There he shook hands with and embraced Vietnam’s new president To Lam before a bilateral meeting and a joint briefing to the media.

Mr Putin had arrived in Hanoi early on Thursday morning from North Korea, where he and North Korean leader Kim Jong Un signed an agreement that pledges mutual aid in the event of war.

The strategic pact that could mark the strongest connection between Moscow and Pyongyang since the end of the Cold War comes as both face escalating stand-offs with the West.

He met prime minister Pham Minh Chinh later in the afternoon and is also scheduled to meet Communist Party general secretary Nguyen Phu Trong — Vietnam’s most powerful politician — and parliamentary chief Tran Thanh Man.

Russia is keen to maintain “close and effective co-operation” in energy, industry, technology, education, security and trade, said Russian ambassador to Vietnam Gennady S Bezdetko on Wednesday, according to Vietnamese official media.

== == ==

## [Given instruction]
Please return the full passage on Putin's visit to Hanoi word for word.

== == ==

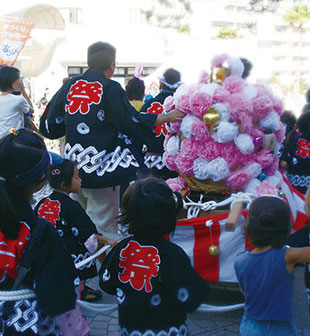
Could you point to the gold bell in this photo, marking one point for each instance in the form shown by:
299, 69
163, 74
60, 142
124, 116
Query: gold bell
213, 250
211, 117
281, 193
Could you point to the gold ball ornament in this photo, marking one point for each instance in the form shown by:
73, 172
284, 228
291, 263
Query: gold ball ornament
213, 250
281, 193
221, 74
211, 117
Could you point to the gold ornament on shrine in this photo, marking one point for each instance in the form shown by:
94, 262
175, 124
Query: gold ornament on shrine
211, 117
213, 250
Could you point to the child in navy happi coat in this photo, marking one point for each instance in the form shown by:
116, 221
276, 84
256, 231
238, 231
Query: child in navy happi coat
265, 274
78, 232
153, 278
30, 245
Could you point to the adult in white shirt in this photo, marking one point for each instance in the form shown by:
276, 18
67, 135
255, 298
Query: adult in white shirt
13, 107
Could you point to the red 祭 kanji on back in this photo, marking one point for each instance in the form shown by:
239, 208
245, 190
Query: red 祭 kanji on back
82, 94
140, 264
303, 148
49, 210
11, 251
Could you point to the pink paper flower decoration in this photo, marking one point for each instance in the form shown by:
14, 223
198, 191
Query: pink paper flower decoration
167, 137
199, 103
170, 162
176, 184
209, 150
184, 164
280, 134
270, 170
189, 148
231, 155
241, 109
266, 188
233, 84
221, 95
200, 131
262, 106
264, 158
262, 90
169, 104
182, 103
175, 126
258, 137
238, 180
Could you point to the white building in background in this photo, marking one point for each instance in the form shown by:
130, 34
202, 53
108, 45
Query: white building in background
65, 28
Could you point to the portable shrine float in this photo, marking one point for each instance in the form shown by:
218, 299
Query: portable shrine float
226, 153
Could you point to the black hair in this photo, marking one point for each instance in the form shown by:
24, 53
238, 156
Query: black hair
61, 173
289, 119
19, 153
8, 76
150, 208
100, 55
303, 125
135, 89
247, 67
269, 222
171, 76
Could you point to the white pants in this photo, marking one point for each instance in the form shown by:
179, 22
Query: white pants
102, 206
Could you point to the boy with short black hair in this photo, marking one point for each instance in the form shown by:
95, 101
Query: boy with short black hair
94, 113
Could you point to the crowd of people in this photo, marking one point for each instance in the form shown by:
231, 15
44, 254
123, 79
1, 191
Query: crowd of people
112, 136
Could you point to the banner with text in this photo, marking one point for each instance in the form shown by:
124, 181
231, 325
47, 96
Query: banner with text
13, 36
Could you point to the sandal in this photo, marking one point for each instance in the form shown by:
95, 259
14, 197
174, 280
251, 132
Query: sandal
90, 294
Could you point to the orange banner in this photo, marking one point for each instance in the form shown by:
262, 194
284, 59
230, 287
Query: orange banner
13, 36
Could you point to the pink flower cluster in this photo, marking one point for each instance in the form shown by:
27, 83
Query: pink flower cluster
239, 110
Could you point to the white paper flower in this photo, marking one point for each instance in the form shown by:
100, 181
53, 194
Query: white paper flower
201, 169
186, 125
173, 145
236, 67
226, 131
271, 121
255, 169
250, 188
217, 169
244, 143
223, 110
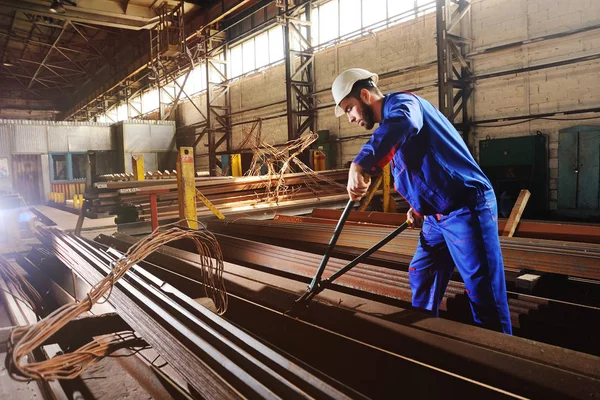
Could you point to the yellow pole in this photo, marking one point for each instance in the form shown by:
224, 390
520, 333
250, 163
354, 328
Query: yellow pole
236, 165
137, 163
186, 185
386, 188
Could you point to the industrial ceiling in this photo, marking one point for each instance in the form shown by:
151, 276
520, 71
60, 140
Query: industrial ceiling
50, 49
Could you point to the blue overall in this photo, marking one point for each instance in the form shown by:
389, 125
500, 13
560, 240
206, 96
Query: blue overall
435, 172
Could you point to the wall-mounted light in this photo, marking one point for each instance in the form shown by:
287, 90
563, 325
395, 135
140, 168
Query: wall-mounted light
57, 7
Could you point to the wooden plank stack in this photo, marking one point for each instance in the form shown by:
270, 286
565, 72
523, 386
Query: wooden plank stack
130, 199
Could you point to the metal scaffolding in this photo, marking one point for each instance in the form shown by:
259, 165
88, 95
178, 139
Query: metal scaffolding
455, 77
167, 46
299, 68
218, 96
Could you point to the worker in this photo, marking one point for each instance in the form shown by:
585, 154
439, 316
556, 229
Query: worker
446, 190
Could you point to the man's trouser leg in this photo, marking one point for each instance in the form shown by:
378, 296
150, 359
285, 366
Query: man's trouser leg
430, 268
472, 237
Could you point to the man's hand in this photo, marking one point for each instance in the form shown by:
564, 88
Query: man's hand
414, 220
358, 182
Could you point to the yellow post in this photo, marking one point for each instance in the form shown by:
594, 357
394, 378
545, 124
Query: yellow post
186, 186
137, 163
209, 204
236, 165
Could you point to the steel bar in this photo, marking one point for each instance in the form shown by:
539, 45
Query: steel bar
218, 341
565, 231
369, 280
494, 359
579, 260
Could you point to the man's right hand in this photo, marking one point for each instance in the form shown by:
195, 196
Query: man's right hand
414, 220
358, 182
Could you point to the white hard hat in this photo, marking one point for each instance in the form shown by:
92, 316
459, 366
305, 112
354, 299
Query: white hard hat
342, 86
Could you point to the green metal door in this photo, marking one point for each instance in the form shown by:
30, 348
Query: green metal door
589, 170
567, 169
579, 169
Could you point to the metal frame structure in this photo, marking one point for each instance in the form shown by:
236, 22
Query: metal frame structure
218, 96
299, 69
455, 77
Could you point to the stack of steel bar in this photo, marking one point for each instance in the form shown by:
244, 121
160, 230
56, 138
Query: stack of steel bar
553, 230
216, 358
223, 192
394, 350
551, 321
580, 260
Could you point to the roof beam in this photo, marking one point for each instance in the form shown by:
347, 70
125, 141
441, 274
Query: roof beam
105, 13
64, 28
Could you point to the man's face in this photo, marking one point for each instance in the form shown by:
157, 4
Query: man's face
358, 112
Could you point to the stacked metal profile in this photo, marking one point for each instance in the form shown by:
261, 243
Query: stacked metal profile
368, 348
219, 360
580, 260
418, 345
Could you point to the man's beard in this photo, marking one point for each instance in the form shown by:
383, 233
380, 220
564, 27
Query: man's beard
367, 115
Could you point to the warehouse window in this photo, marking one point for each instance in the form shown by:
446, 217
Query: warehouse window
68, 167
359, 17
257, 52
261, 46
350, 19
328, 21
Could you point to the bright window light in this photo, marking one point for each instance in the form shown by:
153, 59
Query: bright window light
262, 50
276, 44
373, 11
248, 55
235, 61
150, 101
314, 29
328, 18
349, 16
122, 112
401, 7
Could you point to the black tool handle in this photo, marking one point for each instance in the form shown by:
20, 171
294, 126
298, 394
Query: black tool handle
332, 242
365, 254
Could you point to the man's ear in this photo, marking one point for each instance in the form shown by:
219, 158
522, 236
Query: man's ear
365, 96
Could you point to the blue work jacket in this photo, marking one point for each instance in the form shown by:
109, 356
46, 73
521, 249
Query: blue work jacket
431, 164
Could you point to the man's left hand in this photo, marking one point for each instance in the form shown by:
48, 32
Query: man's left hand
358, 182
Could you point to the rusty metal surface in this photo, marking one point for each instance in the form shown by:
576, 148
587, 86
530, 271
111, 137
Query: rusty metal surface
552, 321
218, 359
572, 259
564, 231
529, 369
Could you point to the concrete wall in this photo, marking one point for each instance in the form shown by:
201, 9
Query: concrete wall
494, 23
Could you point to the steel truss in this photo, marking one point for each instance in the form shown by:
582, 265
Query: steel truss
299, 68
455, 77
218, 96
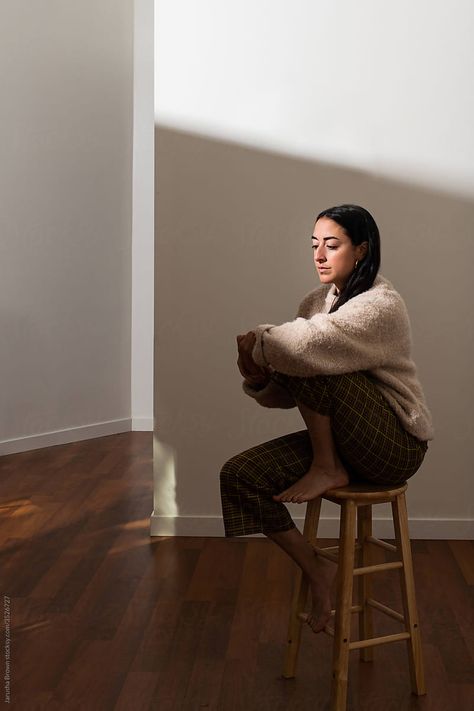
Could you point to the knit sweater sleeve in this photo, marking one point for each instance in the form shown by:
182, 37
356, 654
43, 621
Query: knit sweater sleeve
366, 332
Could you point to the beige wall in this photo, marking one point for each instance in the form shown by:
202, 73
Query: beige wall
66, 197
233, 216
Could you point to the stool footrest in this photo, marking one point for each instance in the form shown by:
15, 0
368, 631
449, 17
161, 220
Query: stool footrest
382, 544
331, 552
378, 567
374, 641
384, 608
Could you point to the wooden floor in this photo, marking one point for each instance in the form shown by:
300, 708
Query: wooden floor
105, 617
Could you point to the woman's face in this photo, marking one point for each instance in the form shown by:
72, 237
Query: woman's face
333, 252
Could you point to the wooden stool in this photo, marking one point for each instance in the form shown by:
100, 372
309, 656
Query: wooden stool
360, 498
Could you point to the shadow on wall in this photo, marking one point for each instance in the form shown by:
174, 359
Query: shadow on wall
233, 228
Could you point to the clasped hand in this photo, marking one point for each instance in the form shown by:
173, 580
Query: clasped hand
254, 374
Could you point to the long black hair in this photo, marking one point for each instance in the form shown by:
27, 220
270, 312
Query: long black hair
359, 226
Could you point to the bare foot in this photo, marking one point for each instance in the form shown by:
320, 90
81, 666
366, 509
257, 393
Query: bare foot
314, 483
321, 588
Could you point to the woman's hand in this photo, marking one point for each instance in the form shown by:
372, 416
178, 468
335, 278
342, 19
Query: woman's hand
253, 373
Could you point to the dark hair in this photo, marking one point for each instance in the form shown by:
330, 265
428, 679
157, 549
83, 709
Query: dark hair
359, 226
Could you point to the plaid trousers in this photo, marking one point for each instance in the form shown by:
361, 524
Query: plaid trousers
369, 438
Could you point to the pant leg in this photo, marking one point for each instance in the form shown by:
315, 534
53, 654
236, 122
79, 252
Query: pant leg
249, 479
368, 434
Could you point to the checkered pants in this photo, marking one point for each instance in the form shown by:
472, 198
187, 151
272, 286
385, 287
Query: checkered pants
371, 442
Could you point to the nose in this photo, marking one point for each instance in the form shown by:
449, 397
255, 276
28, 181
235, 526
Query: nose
319, 254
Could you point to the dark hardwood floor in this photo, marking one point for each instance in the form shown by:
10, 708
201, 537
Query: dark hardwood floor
105, 617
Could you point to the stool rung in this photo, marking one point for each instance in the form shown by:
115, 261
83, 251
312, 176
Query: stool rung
383, 608
330, 552
379, 566
373, 641
354, 608
382, 544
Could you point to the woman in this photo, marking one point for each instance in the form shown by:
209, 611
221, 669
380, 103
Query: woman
345, 362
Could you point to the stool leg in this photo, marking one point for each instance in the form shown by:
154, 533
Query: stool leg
364, 583
415, 653
342, 623
300, 592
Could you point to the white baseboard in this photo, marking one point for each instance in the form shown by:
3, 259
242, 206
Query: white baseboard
142, 424
422, 528
74, 434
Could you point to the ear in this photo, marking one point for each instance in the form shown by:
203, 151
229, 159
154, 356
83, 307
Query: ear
362, 250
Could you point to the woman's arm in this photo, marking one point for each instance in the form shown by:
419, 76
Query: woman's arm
365, 333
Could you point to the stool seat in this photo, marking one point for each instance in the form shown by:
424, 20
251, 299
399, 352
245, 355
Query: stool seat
356, 545
362, 491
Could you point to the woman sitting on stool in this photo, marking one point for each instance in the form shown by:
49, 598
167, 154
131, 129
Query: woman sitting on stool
345, 362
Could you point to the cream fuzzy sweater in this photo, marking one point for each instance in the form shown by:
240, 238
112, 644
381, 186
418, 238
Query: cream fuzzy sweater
371, 332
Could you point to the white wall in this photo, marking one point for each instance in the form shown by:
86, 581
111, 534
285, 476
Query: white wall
266, 113
143, 218
66, 219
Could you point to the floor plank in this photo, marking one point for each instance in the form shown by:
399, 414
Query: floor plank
105, 617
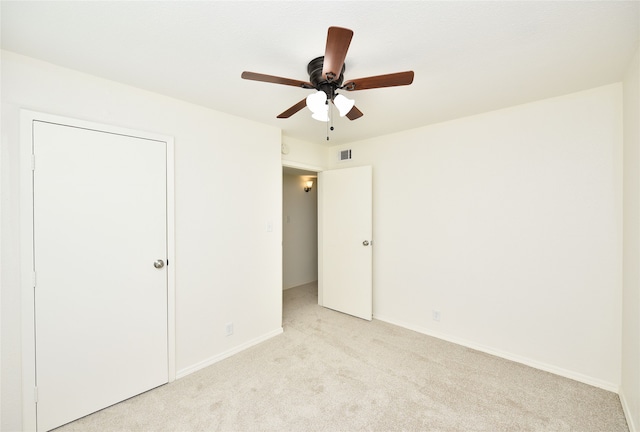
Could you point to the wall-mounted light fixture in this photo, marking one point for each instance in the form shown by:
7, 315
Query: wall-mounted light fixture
307, 185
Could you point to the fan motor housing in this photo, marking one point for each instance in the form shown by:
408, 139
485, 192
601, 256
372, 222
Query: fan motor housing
314, 68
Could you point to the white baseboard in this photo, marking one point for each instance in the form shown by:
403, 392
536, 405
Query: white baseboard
627, 412
605, 385
211, 360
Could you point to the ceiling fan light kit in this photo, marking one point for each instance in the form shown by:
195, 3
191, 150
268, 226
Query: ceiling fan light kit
326, 75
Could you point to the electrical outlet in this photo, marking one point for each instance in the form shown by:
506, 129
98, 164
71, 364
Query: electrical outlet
228, 328
435, 315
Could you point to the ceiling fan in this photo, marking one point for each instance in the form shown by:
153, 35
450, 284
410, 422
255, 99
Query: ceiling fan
326, 75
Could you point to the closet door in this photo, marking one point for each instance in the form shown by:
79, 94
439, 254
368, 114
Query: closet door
100, 248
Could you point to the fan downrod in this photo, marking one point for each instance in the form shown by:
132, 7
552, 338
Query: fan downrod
314, 68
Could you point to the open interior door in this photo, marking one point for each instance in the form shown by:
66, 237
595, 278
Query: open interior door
345, 241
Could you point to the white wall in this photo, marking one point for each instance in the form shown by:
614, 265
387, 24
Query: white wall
299, 232
630, 386
303, 154
228, 267
509, 224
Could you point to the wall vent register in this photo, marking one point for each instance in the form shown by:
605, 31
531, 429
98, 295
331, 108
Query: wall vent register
345, 154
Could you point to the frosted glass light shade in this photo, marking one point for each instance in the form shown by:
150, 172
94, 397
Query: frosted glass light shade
317, 102
343, 104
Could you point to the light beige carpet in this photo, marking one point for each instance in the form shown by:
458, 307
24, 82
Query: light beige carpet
333, 372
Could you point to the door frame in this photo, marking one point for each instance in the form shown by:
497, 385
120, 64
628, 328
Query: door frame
27, 118
310, 168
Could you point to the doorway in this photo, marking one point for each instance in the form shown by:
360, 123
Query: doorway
299, 227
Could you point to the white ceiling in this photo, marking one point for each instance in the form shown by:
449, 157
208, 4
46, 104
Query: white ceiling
468, 57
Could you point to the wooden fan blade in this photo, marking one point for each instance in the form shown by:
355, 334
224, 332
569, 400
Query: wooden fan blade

== == ==

## [Result of this exercise]
There he shook hands with and embraced Vietnam’s new president To Lam before a bilateral meeting and a joint briefing to the media.

Mr Putin had arrived in Hanoi early on Thursday morning from North Korea, where he and North Korean leader Kim Jong Un signed an agreement that pledges mutual aid in the event of war.

The strategic pact that could mark the strongest connection between Moscow and Pyongyang since the end of the Cold War comes as both face escalating stand-offs with the West.

He met prime minister Pham Minh Chinh later in the afternoon and is also scheduled to meet Communist Party general secretary Nguyen Phu Trong — Vietnam’s most powerful politician — and parliamentary chief Tran Thanh Man.

Russia is keen to maintain “close and effective co-operation” in energy, industry, technology, education, security and trade, said Russian ambassador to Vietnam Gennady S Bezdetko on Wednesday, according to Vietnamese official media.